**What to produce:** Write out again only the lines from the one holding "Thank you for the photograph above. Please mark the house" through the end of the rows, inclusive, requests included, rescaling each answer coordinate by 1.15 and rounding it to a whole number, with halves rounded up. Leave the numbers in the requests and their format samples unchanged.

[Begin]

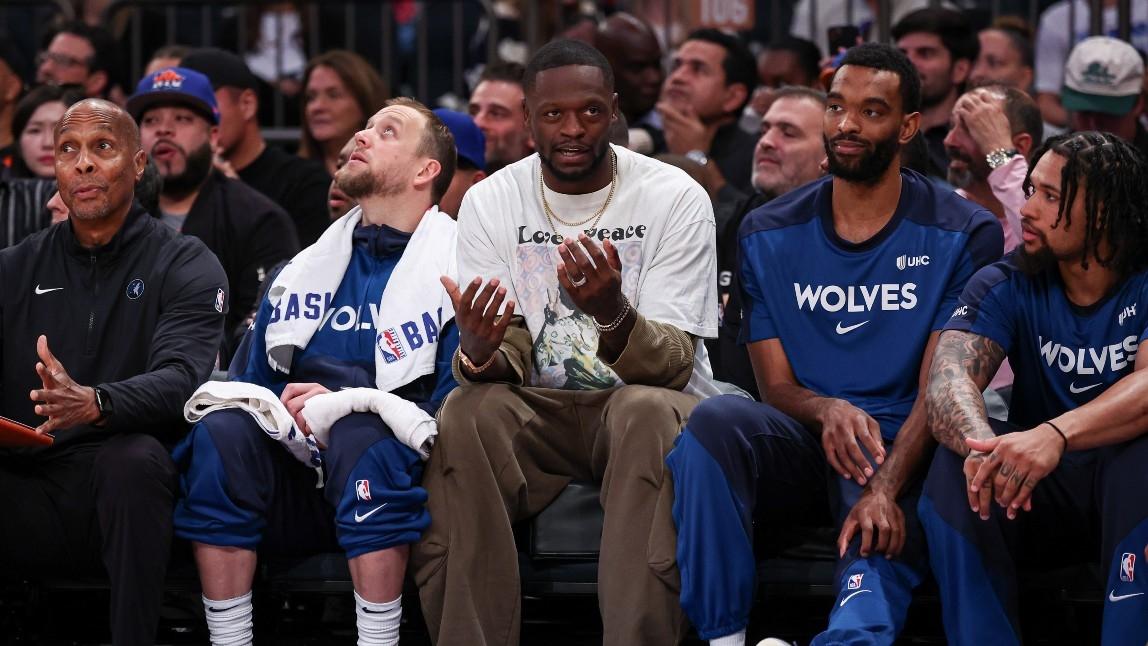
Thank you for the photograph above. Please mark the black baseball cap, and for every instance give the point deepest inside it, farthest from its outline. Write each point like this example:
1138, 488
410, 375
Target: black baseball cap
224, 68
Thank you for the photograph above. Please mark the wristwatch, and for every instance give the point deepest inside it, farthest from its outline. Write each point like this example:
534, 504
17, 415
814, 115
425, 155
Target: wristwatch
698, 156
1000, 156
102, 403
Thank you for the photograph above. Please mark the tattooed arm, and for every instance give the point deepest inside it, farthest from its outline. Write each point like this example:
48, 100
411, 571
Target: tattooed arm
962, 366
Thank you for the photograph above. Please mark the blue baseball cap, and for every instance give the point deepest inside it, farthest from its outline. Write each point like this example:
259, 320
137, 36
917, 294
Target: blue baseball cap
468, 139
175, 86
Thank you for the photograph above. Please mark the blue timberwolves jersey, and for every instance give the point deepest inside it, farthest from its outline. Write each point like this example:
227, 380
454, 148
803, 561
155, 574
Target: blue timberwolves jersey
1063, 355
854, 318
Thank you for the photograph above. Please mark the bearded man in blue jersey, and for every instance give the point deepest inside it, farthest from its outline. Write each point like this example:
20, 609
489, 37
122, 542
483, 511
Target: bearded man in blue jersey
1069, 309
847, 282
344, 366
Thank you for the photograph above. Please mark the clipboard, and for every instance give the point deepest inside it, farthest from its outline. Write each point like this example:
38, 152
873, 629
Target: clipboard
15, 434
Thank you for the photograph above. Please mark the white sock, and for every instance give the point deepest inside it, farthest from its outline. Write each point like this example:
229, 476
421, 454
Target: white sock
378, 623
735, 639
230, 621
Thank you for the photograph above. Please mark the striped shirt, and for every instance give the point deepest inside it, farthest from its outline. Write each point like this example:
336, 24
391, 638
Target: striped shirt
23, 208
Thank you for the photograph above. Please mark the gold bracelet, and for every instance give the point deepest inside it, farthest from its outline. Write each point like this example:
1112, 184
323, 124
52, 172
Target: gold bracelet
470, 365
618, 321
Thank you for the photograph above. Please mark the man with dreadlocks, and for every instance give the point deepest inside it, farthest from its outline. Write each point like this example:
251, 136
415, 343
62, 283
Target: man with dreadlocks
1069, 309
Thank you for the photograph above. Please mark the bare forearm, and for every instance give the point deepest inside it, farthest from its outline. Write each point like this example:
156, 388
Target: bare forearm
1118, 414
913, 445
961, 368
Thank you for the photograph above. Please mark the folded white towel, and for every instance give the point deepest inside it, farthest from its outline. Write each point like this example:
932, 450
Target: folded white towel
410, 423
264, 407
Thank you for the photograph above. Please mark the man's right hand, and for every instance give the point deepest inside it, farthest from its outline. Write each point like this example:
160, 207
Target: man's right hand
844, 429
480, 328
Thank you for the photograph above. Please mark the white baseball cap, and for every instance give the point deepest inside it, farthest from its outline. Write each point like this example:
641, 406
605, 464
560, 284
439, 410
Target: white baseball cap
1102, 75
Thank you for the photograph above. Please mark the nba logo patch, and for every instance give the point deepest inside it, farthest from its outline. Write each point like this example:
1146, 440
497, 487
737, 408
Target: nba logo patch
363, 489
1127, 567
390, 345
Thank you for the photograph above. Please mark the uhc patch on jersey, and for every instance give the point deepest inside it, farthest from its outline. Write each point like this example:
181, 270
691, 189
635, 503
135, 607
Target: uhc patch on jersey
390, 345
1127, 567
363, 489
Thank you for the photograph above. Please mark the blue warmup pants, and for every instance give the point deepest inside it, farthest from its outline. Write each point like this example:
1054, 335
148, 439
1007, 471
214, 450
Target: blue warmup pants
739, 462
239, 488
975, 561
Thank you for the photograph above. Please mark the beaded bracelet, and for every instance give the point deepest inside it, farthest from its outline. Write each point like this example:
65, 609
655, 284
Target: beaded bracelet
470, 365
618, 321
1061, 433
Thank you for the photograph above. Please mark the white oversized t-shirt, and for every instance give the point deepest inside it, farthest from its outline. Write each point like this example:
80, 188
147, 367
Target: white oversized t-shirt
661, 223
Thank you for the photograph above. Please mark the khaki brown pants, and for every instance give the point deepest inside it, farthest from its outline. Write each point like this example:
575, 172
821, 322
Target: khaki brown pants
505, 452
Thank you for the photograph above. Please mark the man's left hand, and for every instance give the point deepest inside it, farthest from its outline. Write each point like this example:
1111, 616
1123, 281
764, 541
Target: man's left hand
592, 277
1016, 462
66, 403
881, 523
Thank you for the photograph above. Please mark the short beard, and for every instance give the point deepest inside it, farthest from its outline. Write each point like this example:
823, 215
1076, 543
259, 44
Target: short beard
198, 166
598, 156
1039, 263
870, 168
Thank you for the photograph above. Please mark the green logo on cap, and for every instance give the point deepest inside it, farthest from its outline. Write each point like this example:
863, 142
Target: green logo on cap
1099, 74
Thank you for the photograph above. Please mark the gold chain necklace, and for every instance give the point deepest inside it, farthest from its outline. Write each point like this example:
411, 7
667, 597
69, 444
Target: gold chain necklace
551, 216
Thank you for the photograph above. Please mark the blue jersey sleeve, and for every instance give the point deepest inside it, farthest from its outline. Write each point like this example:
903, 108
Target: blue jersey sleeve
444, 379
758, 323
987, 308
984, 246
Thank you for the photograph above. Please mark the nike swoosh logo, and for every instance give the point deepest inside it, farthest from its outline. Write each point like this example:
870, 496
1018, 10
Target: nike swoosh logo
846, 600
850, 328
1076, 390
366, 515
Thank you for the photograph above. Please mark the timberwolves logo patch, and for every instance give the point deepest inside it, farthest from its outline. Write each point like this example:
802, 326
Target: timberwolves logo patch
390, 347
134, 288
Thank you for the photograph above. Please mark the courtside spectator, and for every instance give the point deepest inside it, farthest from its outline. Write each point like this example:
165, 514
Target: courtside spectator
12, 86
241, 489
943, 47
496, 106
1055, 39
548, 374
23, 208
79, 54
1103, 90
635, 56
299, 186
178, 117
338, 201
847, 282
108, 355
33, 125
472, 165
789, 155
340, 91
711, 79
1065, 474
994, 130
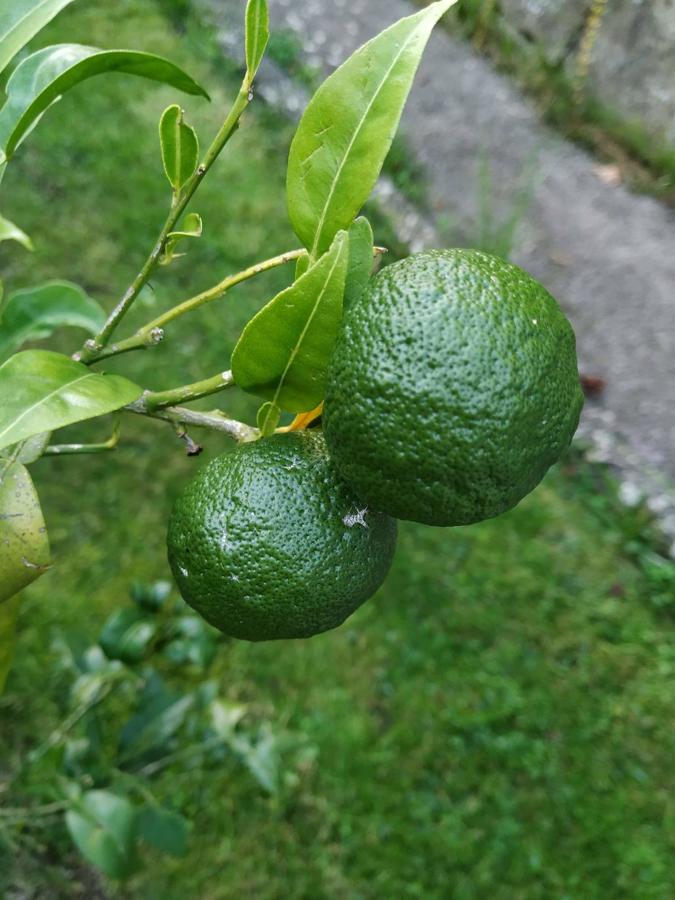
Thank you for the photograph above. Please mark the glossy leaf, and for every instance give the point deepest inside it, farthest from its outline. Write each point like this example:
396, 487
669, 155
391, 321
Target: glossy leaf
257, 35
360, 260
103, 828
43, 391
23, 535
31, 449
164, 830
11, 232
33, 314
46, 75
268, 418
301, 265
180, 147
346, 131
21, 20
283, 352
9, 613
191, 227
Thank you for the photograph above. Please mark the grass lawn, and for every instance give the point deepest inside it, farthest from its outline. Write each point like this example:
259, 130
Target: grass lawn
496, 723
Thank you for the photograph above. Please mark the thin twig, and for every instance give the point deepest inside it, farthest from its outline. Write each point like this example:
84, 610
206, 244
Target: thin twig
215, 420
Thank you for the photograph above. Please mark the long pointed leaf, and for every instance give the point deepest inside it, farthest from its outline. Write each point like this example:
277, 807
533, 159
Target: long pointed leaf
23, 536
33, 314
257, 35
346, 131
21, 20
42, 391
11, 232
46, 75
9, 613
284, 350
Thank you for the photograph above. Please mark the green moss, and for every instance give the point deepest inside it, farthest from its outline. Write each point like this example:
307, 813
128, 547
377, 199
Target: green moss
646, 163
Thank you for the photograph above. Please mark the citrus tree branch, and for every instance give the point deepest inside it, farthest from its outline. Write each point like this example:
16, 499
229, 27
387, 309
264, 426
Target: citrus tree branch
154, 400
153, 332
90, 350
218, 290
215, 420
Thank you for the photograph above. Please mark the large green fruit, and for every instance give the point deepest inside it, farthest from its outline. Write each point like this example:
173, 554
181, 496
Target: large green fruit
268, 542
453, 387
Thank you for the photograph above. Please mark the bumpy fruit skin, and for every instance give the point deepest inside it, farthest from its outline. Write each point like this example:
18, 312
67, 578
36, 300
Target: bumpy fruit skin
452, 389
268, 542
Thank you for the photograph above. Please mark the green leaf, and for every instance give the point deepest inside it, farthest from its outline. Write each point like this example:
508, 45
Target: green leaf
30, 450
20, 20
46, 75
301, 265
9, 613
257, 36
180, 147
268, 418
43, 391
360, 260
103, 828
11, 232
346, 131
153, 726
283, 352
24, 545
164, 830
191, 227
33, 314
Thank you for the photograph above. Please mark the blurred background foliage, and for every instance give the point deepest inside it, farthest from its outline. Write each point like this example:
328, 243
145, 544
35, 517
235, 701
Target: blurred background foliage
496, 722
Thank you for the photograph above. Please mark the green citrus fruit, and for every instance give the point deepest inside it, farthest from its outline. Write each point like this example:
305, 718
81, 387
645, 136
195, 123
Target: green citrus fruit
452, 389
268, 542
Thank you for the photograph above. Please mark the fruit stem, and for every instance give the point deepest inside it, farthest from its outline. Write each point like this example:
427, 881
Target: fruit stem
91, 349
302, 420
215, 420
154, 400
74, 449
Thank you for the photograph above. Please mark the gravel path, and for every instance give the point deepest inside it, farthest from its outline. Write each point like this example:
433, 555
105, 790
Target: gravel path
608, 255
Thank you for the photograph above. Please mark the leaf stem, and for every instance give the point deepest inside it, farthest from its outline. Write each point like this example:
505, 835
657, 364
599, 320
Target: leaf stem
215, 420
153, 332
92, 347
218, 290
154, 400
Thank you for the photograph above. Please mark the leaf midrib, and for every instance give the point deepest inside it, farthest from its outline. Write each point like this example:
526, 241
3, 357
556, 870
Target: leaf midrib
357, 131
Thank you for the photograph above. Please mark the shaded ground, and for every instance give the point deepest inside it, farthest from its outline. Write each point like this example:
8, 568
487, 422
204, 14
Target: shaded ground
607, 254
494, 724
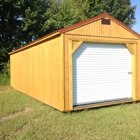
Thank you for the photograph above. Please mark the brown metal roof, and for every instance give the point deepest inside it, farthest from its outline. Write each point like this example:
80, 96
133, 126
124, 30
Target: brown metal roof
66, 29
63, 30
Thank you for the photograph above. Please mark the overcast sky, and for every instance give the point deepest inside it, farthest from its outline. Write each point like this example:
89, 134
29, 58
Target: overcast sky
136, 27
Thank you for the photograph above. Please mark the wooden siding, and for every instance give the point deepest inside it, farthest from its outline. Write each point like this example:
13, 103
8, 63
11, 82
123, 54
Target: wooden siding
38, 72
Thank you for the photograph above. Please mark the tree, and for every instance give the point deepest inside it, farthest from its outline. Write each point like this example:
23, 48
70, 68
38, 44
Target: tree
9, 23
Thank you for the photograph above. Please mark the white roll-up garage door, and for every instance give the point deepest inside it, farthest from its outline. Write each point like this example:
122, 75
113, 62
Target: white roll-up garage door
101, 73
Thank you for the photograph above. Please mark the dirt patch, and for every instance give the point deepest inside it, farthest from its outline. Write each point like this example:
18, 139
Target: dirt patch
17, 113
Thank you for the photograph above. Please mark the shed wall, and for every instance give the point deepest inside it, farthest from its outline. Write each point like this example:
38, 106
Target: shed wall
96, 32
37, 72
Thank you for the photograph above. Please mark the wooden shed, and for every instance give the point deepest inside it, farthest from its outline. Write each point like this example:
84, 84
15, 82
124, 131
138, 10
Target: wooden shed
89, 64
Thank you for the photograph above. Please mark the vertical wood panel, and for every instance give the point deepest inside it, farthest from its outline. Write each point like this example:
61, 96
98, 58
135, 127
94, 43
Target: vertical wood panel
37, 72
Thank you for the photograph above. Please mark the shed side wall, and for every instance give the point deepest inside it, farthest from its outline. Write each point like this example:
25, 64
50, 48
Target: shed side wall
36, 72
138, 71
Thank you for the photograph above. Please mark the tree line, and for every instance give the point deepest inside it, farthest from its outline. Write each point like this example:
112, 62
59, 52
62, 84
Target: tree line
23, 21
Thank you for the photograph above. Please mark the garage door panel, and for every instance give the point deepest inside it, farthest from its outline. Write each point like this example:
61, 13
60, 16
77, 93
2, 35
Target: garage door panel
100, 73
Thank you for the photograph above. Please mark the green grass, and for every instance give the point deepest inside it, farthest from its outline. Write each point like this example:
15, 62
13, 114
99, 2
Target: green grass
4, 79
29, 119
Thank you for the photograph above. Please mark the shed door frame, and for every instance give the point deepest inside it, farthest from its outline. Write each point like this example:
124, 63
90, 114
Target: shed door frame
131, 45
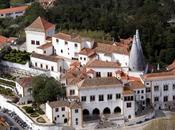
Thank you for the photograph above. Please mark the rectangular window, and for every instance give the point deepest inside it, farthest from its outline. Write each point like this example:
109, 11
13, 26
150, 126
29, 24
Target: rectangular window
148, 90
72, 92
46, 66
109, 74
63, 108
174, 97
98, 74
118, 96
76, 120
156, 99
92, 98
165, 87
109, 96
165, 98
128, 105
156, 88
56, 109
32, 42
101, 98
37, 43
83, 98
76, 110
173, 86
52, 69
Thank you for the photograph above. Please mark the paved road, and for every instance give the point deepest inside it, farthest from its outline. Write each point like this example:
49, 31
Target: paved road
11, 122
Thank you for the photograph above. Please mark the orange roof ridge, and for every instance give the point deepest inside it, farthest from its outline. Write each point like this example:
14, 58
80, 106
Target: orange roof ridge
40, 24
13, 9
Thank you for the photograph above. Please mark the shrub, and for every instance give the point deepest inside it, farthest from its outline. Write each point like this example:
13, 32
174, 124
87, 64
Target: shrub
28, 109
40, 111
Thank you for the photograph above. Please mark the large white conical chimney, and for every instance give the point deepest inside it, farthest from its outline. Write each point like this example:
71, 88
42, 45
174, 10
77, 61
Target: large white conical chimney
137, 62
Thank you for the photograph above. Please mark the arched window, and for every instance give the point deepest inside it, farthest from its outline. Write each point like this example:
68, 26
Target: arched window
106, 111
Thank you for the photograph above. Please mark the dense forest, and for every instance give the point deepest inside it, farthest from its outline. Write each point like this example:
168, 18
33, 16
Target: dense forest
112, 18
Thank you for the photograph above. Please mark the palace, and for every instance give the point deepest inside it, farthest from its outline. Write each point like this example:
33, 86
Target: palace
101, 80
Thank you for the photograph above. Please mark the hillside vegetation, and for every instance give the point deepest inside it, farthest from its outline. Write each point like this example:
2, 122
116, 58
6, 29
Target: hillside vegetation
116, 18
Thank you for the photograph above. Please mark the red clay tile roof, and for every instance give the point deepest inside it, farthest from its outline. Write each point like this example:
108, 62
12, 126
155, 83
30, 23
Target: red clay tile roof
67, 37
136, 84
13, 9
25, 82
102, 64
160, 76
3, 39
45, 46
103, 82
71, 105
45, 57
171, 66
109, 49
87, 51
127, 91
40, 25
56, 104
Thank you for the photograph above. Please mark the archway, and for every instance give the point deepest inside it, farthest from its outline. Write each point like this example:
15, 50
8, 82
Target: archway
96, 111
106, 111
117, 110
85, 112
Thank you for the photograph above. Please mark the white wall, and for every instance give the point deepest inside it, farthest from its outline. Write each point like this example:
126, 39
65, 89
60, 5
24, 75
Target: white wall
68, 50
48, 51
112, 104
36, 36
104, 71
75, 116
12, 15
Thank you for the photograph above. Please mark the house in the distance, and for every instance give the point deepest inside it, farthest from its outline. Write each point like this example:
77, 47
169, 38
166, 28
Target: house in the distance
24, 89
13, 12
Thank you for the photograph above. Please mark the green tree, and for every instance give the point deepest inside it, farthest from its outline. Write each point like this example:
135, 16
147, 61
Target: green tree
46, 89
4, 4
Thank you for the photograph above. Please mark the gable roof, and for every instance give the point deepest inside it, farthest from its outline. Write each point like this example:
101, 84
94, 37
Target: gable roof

[End]

**Task result:**
Thank you for the photograph above. Please mark the house in the distance, and for every instance give the point deepest inside it, farthest from its outline. Write each point like this example:
77, 47
169, 38
166, 28
Target: house in the distance
28, 102
15, 14
Thank you for the photograph above. Please mark the green tree, and for every instance give the point deepest inside it, farthest from its outline. Write each point like this example:
135, 16
147, 61
Target: green tree
53, 102
5, 5
Thank you for the photograph above. Please mark the gable roof, and for every instance give the point deepest inside it, farthest from its outline. Write each point like this example:
101, 84
94, 37
Target: gable roof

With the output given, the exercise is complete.